:: What is required ::
Print, character for character, the lines of the listing below, starting with its first line and ending with the line that contains "[616, 36, 622, 53]", both ends included.

:: Input records ::
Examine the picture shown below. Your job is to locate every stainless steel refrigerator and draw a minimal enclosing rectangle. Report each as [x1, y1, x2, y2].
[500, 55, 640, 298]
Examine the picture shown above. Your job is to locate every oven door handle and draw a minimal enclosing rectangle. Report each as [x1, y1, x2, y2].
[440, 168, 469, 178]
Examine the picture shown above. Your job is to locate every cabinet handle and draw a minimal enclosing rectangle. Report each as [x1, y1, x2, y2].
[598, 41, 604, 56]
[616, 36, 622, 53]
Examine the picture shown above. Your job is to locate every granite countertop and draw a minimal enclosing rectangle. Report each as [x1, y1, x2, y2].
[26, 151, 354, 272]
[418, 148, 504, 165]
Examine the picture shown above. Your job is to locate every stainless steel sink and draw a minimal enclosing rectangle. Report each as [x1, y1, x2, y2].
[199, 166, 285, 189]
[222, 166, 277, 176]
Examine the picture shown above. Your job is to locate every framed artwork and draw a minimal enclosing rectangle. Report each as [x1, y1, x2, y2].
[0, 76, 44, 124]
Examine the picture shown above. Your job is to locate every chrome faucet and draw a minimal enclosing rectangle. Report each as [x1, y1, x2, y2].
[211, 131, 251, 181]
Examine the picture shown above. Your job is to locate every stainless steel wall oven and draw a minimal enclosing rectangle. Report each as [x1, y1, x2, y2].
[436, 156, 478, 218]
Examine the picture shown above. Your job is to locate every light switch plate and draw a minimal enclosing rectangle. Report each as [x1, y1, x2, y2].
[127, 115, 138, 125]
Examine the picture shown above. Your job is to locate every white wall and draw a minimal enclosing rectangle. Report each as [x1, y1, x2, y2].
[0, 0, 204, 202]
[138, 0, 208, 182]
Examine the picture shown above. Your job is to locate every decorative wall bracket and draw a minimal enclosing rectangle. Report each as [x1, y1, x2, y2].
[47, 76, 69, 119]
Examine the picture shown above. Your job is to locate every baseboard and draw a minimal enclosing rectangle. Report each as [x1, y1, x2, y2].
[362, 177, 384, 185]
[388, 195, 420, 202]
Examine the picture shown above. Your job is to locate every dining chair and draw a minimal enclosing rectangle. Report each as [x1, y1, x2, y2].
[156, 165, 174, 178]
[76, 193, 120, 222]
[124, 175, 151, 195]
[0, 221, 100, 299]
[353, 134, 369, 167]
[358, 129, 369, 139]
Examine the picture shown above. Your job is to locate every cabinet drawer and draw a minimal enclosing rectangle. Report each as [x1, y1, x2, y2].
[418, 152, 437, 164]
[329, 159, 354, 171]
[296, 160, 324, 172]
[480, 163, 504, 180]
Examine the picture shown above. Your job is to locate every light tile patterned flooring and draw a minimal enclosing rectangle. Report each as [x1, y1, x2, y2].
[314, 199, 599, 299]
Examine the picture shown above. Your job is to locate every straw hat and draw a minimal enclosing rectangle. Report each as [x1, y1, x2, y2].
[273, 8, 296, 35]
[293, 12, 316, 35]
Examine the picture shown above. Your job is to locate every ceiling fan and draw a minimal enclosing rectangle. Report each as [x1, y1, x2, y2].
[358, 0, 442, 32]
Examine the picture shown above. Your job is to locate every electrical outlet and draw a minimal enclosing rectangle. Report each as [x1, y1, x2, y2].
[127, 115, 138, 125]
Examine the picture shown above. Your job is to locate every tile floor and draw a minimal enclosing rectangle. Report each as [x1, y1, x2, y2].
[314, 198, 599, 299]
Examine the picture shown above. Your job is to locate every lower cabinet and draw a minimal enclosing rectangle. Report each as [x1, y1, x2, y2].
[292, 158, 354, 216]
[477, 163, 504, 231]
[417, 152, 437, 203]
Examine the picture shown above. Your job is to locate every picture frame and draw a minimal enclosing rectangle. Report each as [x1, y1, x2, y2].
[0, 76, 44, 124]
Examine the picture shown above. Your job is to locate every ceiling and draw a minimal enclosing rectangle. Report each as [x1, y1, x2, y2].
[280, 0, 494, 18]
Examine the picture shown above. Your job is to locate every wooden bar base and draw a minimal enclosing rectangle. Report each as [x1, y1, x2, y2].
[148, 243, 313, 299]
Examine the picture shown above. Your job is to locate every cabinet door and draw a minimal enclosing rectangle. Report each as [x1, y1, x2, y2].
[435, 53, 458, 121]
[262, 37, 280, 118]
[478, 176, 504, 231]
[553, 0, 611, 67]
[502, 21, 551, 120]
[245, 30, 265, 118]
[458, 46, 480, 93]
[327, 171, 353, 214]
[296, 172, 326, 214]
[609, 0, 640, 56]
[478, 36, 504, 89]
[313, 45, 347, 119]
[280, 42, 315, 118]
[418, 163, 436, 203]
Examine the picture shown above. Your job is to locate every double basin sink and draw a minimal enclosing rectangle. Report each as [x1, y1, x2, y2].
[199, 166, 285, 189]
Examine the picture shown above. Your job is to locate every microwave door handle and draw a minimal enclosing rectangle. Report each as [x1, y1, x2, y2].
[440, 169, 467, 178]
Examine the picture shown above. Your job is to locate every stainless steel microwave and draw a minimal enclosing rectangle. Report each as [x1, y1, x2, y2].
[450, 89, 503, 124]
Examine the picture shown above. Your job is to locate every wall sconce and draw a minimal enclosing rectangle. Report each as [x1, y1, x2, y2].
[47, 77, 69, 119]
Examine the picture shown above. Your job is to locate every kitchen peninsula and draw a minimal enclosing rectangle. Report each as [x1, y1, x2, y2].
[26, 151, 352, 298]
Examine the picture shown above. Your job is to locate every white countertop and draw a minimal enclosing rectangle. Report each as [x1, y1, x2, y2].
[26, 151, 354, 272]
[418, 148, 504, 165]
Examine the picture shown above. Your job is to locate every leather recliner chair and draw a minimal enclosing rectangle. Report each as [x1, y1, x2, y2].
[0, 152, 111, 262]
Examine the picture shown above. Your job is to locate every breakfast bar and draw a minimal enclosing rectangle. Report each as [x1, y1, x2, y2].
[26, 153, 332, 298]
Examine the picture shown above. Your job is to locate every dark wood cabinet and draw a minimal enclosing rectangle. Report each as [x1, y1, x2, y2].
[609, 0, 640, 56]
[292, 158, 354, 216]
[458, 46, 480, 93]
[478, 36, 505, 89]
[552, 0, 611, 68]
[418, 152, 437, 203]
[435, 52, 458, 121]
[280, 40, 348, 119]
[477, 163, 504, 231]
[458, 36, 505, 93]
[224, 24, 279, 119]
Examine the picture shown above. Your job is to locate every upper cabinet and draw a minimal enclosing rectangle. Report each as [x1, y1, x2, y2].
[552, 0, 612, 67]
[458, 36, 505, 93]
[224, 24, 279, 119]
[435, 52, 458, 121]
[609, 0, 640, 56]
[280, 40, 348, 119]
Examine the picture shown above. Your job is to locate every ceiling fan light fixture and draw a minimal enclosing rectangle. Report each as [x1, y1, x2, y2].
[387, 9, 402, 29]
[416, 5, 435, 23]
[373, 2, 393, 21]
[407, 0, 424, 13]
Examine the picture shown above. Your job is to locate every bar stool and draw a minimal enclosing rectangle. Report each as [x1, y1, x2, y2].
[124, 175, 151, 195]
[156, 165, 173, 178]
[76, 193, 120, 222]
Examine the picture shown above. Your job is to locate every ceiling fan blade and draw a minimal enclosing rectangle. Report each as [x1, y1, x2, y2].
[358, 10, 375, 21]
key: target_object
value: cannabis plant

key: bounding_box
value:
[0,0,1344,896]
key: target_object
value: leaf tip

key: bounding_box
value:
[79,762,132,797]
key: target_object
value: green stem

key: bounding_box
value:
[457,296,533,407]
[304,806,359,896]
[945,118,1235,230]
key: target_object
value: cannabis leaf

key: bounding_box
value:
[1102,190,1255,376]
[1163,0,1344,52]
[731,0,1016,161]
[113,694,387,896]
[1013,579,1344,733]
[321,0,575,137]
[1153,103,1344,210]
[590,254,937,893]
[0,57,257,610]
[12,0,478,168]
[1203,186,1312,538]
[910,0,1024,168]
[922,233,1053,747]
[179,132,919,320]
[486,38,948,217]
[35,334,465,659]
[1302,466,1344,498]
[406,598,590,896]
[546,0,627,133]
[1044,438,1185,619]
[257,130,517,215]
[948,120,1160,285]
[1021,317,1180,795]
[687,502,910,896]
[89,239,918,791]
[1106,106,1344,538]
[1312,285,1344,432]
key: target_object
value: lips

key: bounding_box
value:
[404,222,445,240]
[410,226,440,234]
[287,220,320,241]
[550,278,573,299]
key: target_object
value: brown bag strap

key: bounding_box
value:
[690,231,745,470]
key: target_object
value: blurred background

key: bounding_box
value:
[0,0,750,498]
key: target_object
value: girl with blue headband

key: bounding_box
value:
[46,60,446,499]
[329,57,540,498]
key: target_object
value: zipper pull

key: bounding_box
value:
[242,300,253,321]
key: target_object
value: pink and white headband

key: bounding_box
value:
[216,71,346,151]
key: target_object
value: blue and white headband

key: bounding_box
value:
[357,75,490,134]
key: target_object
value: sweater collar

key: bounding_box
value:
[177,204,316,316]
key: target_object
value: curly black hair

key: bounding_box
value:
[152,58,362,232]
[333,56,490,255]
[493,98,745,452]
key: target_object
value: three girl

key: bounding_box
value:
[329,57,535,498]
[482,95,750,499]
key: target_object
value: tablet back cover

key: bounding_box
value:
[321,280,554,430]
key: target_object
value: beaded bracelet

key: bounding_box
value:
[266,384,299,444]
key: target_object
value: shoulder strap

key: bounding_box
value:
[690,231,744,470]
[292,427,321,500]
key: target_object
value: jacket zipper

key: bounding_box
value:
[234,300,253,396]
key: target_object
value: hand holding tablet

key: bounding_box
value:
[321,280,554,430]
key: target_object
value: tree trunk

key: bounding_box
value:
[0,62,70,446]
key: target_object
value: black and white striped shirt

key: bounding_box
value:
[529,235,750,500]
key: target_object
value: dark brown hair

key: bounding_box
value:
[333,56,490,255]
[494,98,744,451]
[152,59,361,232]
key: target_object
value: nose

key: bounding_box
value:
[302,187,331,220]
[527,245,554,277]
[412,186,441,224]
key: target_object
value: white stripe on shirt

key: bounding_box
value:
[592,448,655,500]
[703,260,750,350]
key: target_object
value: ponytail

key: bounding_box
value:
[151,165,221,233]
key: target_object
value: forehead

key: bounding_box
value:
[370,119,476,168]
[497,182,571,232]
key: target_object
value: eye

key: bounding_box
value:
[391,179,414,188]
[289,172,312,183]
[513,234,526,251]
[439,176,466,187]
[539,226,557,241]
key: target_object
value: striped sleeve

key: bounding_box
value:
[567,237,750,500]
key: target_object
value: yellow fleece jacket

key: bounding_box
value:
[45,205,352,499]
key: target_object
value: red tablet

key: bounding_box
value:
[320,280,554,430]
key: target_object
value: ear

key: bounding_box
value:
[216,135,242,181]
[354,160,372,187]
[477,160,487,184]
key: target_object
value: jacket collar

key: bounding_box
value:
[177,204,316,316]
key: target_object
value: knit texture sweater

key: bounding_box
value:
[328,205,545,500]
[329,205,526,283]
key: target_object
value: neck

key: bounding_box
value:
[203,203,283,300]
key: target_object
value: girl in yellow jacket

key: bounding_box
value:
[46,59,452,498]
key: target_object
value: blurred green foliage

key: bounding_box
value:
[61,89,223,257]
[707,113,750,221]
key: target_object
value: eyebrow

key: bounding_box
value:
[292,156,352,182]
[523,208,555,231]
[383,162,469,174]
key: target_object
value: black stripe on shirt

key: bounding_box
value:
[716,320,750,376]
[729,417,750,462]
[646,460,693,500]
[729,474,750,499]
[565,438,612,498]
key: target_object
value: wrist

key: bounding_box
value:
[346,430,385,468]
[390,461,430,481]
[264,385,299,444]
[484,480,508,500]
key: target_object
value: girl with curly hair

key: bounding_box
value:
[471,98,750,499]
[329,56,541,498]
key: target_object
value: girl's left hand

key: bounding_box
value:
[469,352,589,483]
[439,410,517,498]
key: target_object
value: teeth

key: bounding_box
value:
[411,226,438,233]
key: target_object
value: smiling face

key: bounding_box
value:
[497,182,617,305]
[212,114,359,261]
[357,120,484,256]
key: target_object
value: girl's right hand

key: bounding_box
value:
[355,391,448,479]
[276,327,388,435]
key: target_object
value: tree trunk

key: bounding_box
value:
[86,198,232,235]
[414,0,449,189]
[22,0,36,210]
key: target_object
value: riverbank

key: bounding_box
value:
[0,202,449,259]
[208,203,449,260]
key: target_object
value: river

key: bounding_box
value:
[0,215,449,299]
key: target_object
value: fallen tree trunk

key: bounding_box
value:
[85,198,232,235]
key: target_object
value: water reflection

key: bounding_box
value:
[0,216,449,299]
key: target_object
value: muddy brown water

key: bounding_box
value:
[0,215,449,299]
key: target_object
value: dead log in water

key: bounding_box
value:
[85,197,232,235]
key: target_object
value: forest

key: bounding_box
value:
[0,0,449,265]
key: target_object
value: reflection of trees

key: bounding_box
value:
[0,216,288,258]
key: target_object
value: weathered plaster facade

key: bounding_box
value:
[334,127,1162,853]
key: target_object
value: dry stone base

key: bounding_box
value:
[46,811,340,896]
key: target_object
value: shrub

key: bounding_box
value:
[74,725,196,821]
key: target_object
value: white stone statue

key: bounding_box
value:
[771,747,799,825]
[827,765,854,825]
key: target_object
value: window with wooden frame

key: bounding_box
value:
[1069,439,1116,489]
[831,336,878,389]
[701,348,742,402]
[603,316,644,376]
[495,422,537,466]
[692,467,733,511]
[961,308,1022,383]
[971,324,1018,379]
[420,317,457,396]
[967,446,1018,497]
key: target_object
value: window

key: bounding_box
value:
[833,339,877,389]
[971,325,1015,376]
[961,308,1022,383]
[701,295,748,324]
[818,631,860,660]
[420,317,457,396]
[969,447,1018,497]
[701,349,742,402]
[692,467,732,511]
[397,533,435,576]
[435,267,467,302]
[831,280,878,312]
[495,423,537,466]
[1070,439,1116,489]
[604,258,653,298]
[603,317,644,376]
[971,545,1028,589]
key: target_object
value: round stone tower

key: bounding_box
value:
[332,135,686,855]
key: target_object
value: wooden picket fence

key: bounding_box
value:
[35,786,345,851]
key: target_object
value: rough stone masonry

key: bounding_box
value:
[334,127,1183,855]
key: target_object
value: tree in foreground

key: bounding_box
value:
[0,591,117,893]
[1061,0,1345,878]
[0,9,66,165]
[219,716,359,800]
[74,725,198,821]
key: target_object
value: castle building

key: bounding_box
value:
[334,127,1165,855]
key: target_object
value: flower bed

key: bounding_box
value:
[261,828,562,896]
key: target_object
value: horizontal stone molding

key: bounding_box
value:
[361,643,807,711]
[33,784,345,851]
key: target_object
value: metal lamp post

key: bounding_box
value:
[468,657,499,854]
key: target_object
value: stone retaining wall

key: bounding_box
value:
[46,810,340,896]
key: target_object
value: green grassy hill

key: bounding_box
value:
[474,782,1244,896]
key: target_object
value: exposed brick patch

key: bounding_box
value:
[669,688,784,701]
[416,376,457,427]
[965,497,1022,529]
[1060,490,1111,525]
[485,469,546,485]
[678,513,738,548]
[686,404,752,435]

:: Expected output ::
Examine the picture shown below. Your job is to locate every stainless steel refrigerator and draw a minimal enclosing rectangle. Report each as [x1, y1, x2, y2].
[500, 55, 640, 298]
Examine the picture shown above. Your job is to locate every oven door handle and draw a minimal enclosing rectangle. Report each as [x1, y1, x2, y2].
[440, 168, 469, 178]
Examine the picture shown above. Your job is to locate every cabinet handle and draw a minimal enclosing rectangle. Report each as [x1, y1, x2, y2].
[598, 41, 604, 56]
[616, 36, 622, 53]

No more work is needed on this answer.